INSTRUCTION: Count the rows below that contain the string "black", treating case as significant, and reply with only that number.

GIVEN RECORDS:
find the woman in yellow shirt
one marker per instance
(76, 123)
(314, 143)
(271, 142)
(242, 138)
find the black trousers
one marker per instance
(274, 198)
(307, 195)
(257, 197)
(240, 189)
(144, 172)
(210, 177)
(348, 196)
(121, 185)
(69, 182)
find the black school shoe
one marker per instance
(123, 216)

==

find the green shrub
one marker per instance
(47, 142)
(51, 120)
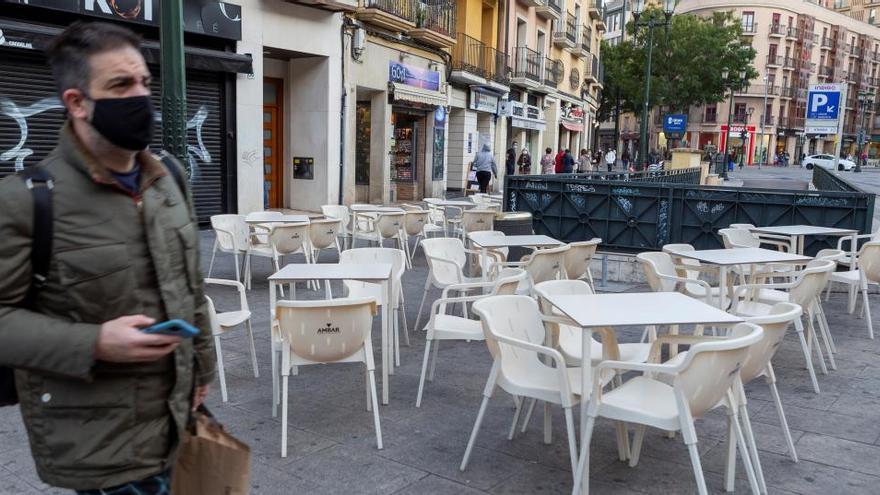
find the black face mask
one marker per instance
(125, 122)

THE RESPONSE: 3